▶ Exercise text
The Dolphin 2000 Oximetry Sensors are fully compatible disposable and re-usable replacement sensors for use with Nellcor pulse oximeter monitors. They represent a design change to the Dolphin 2000 BCI Compatible Sensors.

The disposable Dolphin 2000 Oximetry Sensors are constructed in a similar manner to predicate devices. The emitter and detector diodes are embedded in a laminate of tapes that is connected to the cable assembly. The sensors have an adhesive bandage backing that allows the sensor to be applied to the patient by wrapping it around a finger or toe (measurement site). Four sizes of disposable Dolphin 2000 Oximetry Sensors are available, which are indicated for use for adult, pediatric, infant and neonatal application sites. The Dolphin 2000 disposable sensors are provided non-sterile for single patient use.

▶ Data listing
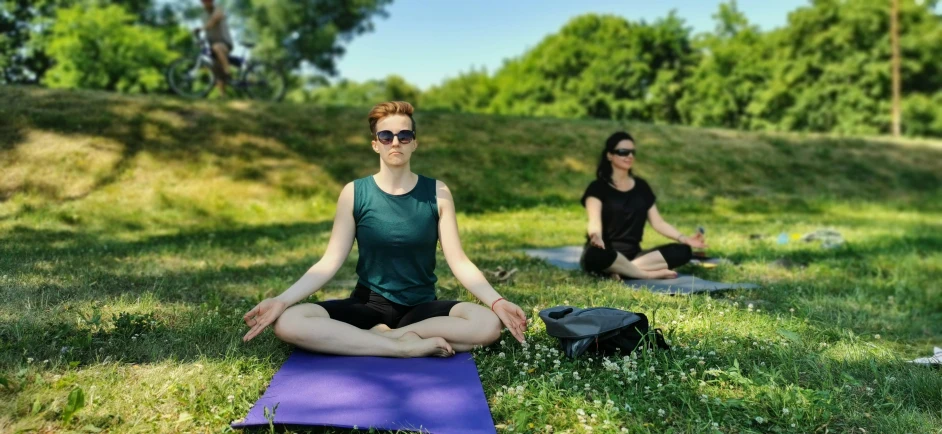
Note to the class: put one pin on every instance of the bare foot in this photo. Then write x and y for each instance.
(385, 331)
(412, 345)
(662, 274)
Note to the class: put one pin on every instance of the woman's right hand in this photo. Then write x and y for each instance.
(262, 315)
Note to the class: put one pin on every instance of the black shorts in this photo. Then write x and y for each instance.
(596, 260)
(365, 309)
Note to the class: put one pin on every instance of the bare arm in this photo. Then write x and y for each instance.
(593, 207)
(339, 246)
(466, 272)
(341, 241)
(664, 228)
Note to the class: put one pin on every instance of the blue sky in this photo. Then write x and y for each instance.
(426, 41)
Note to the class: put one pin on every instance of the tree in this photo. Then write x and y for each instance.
(829, 68)
(366, 94)
(732, 68)
(595, 66)
(469, 92)
(26, 25)
(100, 47)
(306, 31)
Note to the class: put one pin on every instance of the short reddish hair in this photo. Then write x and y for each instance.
(390, 108)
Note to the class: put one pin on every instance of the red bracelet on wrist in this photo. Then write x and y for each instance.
(495, 302)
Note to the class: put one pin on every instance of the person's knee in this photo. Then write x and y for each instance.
(288, 327)
(596, 260)
(491, 329)
(685, 252)
(486, 323)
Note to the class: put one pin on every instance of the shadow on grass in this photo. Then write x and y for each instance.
(516, 163)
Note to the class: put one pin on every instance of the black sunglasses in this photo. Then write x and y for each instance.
(625, 152)
(405, 136)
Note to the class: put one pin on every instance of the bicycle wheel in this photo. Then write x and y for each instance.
(265, 82)
(191, 78)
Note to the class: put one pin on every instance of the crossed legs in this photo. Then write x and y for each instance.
(309, 326)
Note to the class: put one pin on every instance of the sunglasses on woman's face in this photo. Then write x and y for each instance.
(625, 152)
(405, 136)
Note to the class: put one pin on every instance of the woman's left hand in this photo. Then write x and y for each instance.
(513, 318)
(697, 241)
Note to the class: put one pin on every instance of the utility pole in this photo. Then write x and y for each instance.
(894, 41)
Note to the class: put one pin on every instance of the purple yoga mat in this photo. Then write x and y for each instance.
(437, 395)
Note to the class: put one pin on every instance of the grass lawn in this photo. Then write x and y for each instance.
(136, 231)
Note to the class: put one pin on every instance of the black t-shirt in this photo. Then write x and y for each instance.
(623, 214)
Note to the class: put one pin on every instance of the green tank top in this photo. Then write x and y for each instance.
(397, 236)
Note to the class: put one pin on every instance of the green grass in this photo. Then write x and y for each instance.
(135, 232)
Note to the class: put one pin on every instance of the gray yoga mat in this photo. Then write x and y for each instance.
(567, 258)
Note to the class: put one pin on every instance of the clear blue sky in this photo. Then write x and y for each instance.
(426, 41)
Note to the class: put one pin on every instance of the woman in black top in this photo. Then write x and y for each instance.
(618, 204)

▶ Directions
Reproduce the passage on the Dolphin 2000 Oximetry Sensors in full, word for word.

▶ Result for this task
The Dolphin 2000 Oximetry Sensors are fully compatible disposable and re-usable replacement sensors for use with Nellcor pulse oximeter monitors. They represent a design change to the Dolphin 2000 BCI Compatible Sensors.

The disposable Dolphin 2000 Oximetry Sensors are constructed in a similar manner to predicate devices. The emitter and detector diodes are embedded in a laminate of tapes that is connected to the cable assembly. The sensors have an adhesive bandage backing that allows the sensor to be applied to the patient by wrapping it around a finger or toe (measurement site). Four sizes of disposable Dolphin 2000 Oximetry Sensors are available, which are indicated for use for adult, pediatric, infant and neonatal application sites. The Dolphin 2000 disposable sensors are provided non-sterile for single patient use.